= KUTIPAN DOKUMEN =

Kisah Kyai Pamungkas:
PESAN GAIB PRABU SILIWANGI
DUA HARI PASCA JATUHNYA PESAWAT GARUDA DI BANDARA ADI SUTJIPTO, PRABU SILIWANGI BERKUNJUNG KE HADAPAN PENULIS. BAHKAN, SANG PRABU MENYAMPAIKAN PESAN GAIBNYA…
Sebuan tragedi berupa kecelakaan transportasi yang merenggut puluhan korban jiwa. Hampir sulit dipercaya, Garuda terempas di Bandara Adi Sutjipto. Padahal, di pagi kecelakaan itu, cuaca Yogya dari sekitarnya dalam keadaan bening. Tanpa hujan, tanpa pula angin.
Kamis, 8 Maret 2007, atau persisnya pada detik-detik awal memasuki Jum’at, 9 Maret 2007, saya kedatangan tamu yang amat penting. Bukan dari bangsa manusia, melainkan dari bangsa gaib. Sang tamu, tak lain dan tak bukan adalah Prabu Siliwangi alias Sri Sang Ratu Dewata Wisesa, raja Pajajaran nan agung.
Beliau datang persis sekitar pukul 1 dinihari di malam Jum’at itu, ketika saya tengah intens dalam kontemplasi mistis. Kedatangannya adalah untuk menyampaikan pesan gaib bagi negeri ini. Sungguh, sebuah pesan yang amat penting, khususnya bagi mereka yang mempercayainya.
Apakah pesan gaib itu? Sebelum saya menuliskannya, terlebih dahulu akan saya beberkan mengenai riwayat Prabu Siliwangi, yang selama ini memang selalu simpang siur. Benarkah dia telah muksa ke alam gaib, atau meninggal sebagaimana lazimnya manusia? Benarkah pula istana Pajajaran yang elok itu telah berpindah ke alam garb? Kalau benar, apa sebabnya? Nah, berikut ini sekilas kisah mengenai Prabu Siliwangi yang bahan-bahannya berasal dari Kitab Negara Kertabumi, Caruban Nagari dan Babad Cirebon…
Dikisahkan, pada suatu hari, Ki Kuwu Sri Mangana alias Pangeran Cakrabuana menghadap Sunan Gunung Jati.
“Rama Uwa (Pakde) selamat datang, dan kiranya apa yang dikehendaki?“ Tanya Sunan Gunung Jati, takzim.

= BARIS YANG DITAMPILKAN =

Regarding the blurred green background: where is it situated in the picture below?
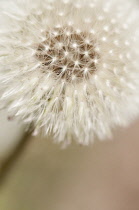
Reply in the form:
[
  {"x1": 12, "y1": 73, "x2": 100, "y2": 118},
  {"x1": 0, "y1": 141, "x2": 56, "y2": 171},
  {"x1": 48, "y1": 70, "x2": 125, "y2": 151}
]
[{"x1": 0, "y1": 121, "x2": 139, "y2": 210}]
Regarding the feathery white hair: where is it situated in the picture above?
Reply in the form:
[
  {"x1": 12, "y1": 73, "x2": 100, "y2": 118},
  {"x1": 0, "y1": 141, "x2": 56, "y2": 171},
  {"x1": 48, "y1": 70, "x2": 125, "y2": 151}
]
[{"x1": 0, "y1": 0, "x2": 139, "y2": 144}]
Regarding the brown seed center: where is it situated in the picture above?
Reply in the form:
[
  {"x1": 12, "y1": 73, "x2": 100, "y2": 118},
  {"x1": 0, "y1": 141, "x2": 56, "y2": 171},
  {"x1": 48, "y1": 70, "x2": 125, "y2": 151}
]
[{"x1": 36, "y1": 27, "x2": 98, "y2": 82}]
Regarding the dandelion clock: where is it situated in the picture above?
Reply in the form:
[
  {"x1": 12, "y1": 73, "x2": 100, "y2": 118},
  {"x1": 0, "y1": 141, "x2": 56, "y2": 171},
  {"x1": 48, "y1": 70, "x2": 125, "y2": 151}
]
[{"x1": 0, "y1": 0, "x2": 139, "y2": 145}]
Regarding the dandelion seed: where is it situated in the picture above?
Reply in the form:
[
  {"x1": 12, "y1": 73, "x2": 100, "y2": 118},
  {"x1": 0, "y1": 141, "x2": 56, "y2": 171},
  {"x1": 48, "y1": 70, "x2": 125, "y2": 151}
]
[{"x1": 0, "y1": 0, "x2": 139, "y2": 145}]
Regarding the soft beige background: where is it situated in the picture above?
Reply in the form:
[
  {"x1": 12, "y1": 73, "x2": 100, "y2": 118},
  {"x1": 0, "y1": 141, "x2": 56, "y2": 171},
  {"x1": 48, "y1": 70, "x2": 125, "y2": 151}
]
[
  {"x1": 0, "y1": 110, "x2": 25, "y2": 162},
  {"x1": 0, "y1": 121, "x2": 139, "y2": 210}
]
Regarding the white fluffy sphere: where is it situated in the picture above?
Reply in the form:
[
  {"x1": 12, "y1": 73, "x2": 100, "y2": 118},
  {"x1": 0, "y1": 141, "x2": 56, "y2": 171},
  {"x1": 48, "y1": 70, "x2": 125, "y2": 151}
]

==

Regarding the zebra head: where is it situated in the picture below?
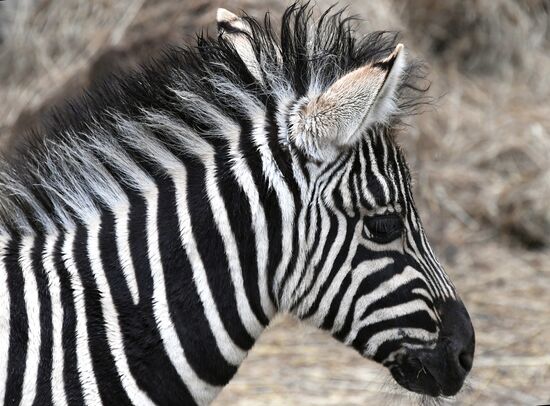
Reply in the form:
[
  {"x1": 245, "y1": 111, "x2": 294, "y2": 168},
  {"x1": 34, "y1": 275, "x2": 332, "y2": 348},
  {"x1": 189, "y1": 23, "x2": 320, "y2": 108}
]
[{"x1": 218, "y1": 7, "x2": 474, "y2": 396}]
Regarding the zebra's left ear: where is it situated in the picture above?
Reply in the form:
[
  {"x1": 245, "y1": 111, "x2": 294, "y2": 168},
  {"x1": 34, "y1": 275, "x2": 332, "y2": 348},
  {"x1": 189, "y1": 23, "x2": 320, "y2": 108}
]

==

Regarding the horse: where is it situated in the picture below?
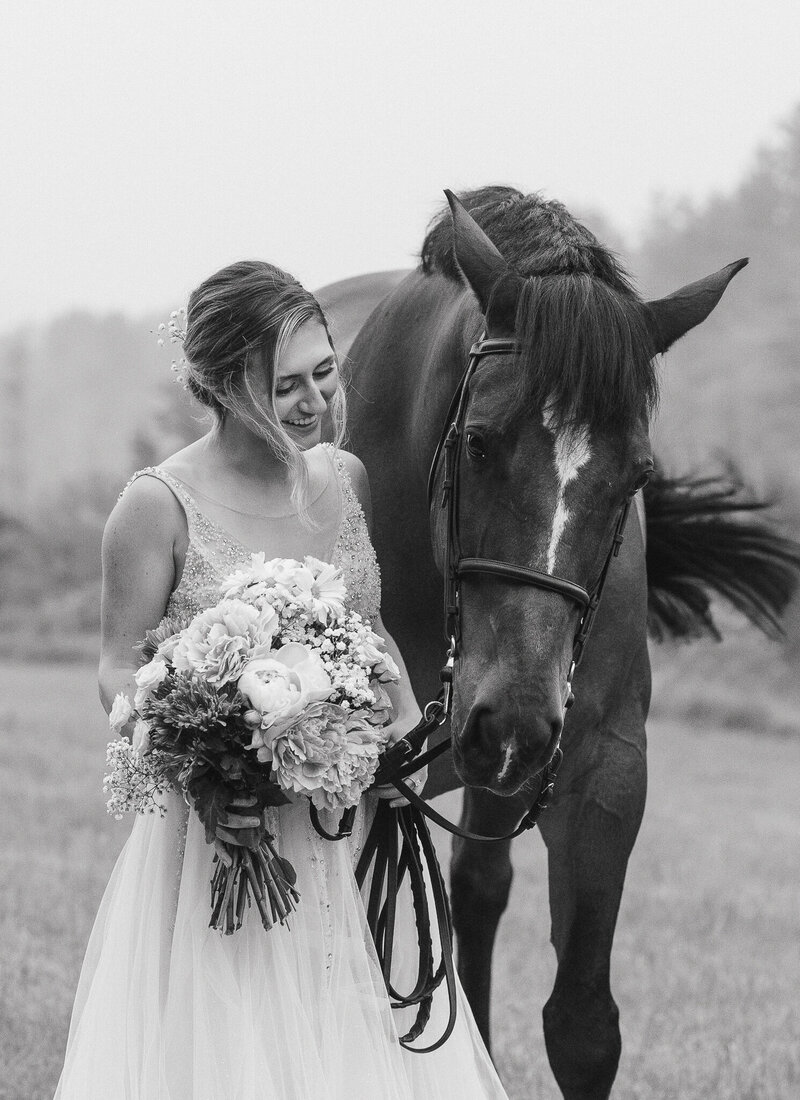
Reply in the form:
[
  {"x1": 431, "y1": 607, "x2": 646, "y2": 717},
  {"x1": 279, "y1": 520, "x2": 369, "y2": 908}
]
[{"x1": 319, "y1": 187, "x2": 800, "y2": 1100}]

= TUGAS YANG DIKERJAKAN =
a) Pilih dan salin semua baris yang memuat kata "dandelion".
b) Tuliskan lanjutan kisah tentang pesan gaib Prabu Siliwangi, dimulai setelah kalimat terakhir yang tercantum.
Teks dan baris-baris tersebut tidak saling berkaitan.

= JAWABAN YANG DIBERIKAN =
a)
Regarding the dandelion clock: where is it situated in the picture above?
Regarding the dandelion seed: where is it situated in the picture above?

b)
Mendapat pertanyaan ini, Ki Kuwu Sri Mangana menjawab dengan gundah. “Sekarang Rama Prabu Siliwangi sudah mengirim utusan sebanyak 60 orang yang dikepalai oleh Tumenggung Jayabaya. Para utusan itu datang untuk meninjau bagaimana keadaan anak cucu Rama Prabu. Syukur Alhamdulillah, Tumenggung Jayabaya dan semua rombongan utusan telah memeluk agama Islam. Oleh karena itulah, sudah saatnya sang Rama Prabu juga memeluk Islam. Sepertinya, beliau telah condong kepada agama kita. Sungguh tak ada salahnya bila putranda sudi datang ke Pajajaran pada untuk menemui sang Prabu.”
Sunan Gunung Jati pun mematuhi kehendak sang Rama Uwa. Bersama Ki Kuwu Cakrabuana dan sejumlah pasukan pengawal, Sunan Gunung Jati segera pergi ke Pajajaran untuk mengislamkan eyangnya, Prabu Siliwangi.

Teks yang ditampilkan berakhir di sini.